◆ **YOUR TASK**
Could you copy every line of the records below word for word, leaving out the pictures?

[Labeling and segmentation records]
☆ ☆ ☆ ☆ ☆
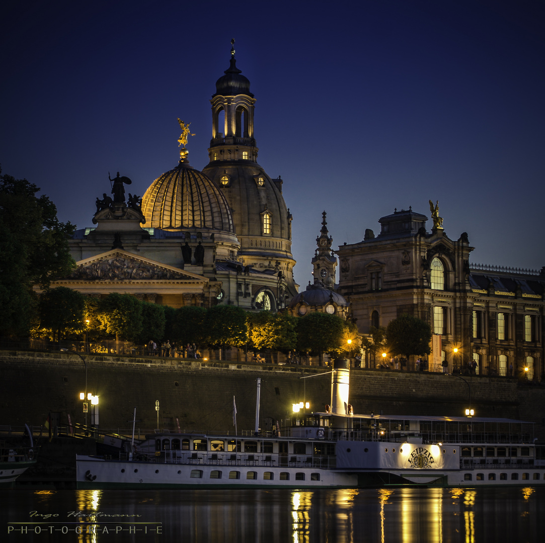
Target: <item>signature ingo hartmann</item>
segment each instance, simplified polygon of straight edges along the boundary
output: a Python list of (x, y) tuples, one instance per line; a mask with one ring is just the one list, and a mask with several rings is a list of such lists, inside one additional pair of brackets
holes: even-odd
[[(29, 514), (31, 518), (43, 518), (44, 520), (50, 518), (58, 518), (60, 516), (59, 513), (39, 513), (37, 511), (31, 511)], [(102, 511), (93, 511), (90, 513), (86, 513), (83, 511), (68, 511), (66, 513), (67, 518), (87, 518), (92, 517), (96, 518), (97, 517), (102, 518), (134, 518), (137, 517), (141, 517), (141, 515), (127, 515), (125, 513), (105, 513)]]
☆ ☆ ☆ ☆ ☆
◆ **EXERCISE RESULT**
Target: <item>signature ingo hartmann</item>
segment each instance, simplified polygon of straight edges along the boundary
output: a Python list of (x, y) tuples, one instance per line; a mask with one ring is just the one list, and a mask with several rings is a list of such lists, inside one additional pair of brackets
holes: even-odd
[[(29, 514), (31, 518), (43, 518), (44, 520), (50, 518), (58, 518), (60, 516), (59, 513), (39, 513), (37, 511), (31, 511)], [(102, 511), (93, 511), (90, 513), (86, 513), (83, 511), (68, 511), (66, 513), (67, 518), (87, 518), (92, 517), (96, 518), (97, 517), (102, 518), (134, 518), (137, 517), (141, 517), (141, 515), (127, 515), (125, 513), (105, 513)]]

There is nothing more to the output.